[SELECTED EXTRACT]
════════

As we discuss his various collaborations he cites Andy Warhol’s thoughts on the matter. Warhol loved working with assistants because there was always a chance they might misunderstand his instructions. The happy accidents that would often come out of that collaborative process delighted Warhol, and Kyes too is passionate about producing work where the aesthetic of the final piece might be affected by circumstances that are out of his control. He explored this method of working when he was commissioned by Los Angeles- based Colby Poster Printing Co. (“Family Owned and Operated Since 1946”) to produce a series of posters for photographer Kim Schoen’s exhibition Living History Project. “Colby use letterpress. They put your poster together and you have absolutely no control or input. The aesthetic is pretty much determined by their process. I really wanted a stripped-down format for Kim’s posters that would reference the way the poster was made.”
Kyes made the move to London because he feels “there are more possibilities to practise design, especially print design in a cultural context”. His desire to work with cultural clients in the capital is already bearing fruit; his relationship with the Architectural Association in particular has evolved a great deal over the last two years. Established in 1847 “by a pack of troublesome students”, the AA is Britain’s oldest and most vital school of architecture, an institution “whose independence of thought and operation has been fought for by generations of students, tutors and staff”. Kyes started by designing one-off posters and is now art director of both the AA and the AA Print Studio, where he works with Wayne Daley – “an amazing designer” – on a range of work including posters for talks, invitations and catalogues for exhibitions, and the publication AArchitecture.

════════

[INFORMATION SUPPLIED]

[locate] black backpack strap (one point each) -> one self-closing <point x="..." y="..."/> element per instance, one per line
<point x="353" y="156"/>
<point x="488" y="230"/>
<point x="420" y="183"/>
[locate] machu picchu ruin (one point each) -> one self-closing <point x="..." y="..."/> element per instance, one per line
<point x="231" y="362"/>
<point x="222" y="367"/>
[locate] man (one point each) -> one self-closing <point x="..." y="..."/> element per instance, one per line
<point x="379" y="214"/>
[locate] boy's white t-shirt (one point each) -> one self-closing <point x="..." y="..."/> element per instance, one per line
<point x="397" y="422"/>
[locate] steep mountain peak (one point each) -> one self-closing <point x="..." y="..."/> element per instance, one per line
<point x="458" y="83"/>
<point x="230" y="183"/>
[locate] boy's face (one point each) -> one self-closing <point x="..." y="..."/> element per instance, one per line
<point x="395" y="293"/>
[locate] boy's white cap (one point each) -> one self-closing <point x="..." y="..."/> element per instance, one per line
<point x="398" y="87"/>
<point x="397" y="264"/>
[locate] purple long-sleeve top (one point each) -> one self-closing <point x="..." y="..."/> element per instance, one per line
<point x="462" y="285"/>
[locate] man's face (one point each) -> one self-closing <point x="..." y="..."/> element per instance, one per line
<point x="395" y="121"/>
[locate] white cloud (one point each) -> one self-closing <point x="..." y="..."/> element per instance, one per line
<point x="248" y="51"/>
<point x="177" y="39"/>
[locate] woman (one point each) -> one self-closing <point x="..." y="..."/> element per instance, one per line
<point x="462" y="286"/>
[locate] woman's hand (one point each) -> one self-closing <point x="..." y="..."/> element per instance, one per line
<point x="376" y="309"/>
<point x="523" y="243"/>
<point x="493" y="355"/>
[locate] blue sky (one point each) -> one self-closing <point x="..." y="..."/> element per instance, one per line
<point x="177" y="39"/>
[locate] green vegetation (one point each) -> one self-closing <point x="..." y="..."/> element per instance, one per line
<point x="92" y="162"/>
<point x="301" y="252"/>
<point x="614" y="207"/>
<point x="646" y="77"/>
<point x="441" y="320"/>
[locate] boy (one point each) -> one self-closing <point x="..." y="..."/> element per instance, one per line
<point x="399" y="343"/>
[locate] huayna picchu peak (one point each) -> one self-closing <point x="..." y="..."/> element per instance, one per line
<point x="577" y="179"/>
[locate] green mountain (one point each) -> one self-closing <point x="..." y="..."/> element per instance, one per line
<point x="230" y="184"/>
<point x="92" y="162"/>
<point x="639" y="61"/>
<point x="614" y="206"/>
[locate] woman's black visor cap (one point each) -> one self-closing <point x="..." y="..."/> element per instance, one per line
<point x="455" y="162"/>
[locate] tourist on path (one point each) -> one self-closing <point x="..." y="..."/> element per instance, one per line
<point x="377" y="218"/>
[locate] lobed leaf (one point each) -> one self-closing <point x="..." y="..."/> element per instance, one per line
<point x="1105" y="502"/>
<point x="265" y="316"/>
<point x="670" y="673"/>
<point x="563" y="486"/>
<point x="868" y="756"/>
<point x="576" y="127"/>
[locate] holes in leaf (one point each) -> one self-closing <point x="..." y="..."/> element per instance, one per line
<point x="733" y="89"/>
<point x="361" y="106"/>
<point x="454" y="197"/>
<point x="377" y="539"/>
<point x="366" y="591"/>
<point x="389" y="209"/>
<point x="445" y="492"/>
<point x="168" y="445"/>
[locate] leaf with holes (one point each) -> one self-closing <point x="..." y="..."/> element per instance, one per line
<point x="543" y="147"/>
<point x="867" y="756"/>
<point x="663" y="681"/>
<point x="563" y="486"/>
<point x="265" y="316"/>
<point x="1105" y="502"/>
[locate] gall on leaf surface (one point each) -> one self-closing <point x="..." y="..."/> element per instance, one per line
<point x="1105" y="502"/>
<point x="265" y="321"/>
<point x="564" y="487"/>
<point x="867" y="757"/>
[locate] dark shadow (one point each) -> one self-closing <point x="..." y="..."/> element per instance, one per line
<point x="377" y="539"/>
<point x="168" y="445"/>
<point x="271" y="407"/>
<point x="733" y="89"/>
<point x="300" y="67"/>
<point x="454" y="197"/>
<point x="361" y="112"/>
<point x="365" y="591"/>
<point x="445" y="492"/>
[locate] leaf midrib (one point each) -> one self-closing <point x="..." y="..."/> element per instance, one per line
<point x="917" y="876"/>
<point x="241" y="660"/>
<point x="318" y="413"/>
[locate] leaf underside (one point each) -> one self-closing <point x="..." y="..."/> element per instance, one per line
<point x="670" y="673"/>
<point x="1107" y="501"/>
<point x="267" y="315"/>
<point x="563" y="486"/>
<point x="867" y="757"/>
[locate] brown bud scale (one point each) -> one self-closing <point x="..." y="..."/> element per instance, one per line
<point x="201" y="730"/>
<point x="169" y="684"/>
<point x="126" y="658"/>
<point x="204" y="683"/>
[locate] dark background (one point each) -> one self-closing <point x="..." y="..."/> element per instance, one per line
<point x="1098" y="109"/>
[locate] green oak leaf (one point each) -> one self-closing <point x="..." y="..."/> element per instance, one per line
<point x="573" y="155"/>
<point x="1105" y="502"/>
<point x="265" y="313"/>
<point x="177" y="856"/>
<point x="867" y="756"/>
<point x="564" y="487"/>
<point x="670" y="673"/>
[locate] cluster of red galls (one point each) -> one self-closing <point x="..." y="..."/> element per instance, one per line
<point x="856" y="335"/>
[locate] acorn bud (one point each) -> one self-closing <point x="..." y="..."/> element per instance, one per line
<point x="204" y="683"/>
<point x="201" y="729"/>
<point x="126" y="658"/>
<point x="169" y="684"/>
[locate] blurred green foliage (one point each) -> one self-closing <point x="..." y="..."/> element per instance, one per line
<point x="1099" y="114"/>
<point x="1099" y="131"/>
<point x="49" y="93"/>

════════

[GOAL] Resume the passage about the designer Kyes and his work, continuing from its final sentence.

[EXERCISE RESPONSE]
“What’s so interesting to me about the AA is that there’s this great history of publications. A large degree of their reputation is based upon the material they published in the 60s and 70s. That lineage continues today and that’s what I’m interested in bringing back.”
While AArchitecture provides an opportunity to celebrate the heritage of AA publications, it’s also aimed at inspiring current students to continue that lineage. For issue three Kyes revived Ghost Dance Times, a student newspaper published weekly during the mid-70s. The same issue also features a small tipped-in booklet called Satellite. Guest-edited by students, Satellite colonises “the architecture of other AA publications”, creating “an autonomous space for editorial and curatorial projects”.
“There was an exhibition in New York recently called Clip/ Stamp/Fold, which looked at architectural publications from the 60s and 70s, and what’s so interesting about that time is that there was all this visionary architecture. The term they used was ‘paper architecture’, because it only existed on paper as a hypothetical vision. So these magazines were the perfect domain for those ideas to live in.”
AArchitecture is an evolving publication –“it started life as a newsletter but now it’s turning into more of a journal” – and while specific constraints such as format and a core colour palette have been set, each issue introduces a varied visual approach, adopting different typefaces for headers and body text. Issue three features a beautifully balanced typeface called Wedding Sans, designed by friend and collaborator Andrea Tinnes of Typecuts. With articles by staff, students and external contributors, it’s an informative and invigorating read.
Kyes’ involvement at the AA goes beyond that of art director; he teaches a media studies class and has led several workshops. He sees teaching as an opportunity to“pursue projects that I’m already interested in. I also think of teaching as my MFA [postgraduate degree] because it provides an opportunity to clarify ideas and address new ones.” Teaching a publication workshop at the AA helped determine a standard format for the programmes designed for exhibitions at the AA Gallery: each new programme features a poster that folds out from inside a uniform cover.
“I think the idea came to me when I saw what the students were doing. They’re architects, and so they tend to treat publications super-structurally. You have to build it, carve away space, build different areas for different kinds of content.”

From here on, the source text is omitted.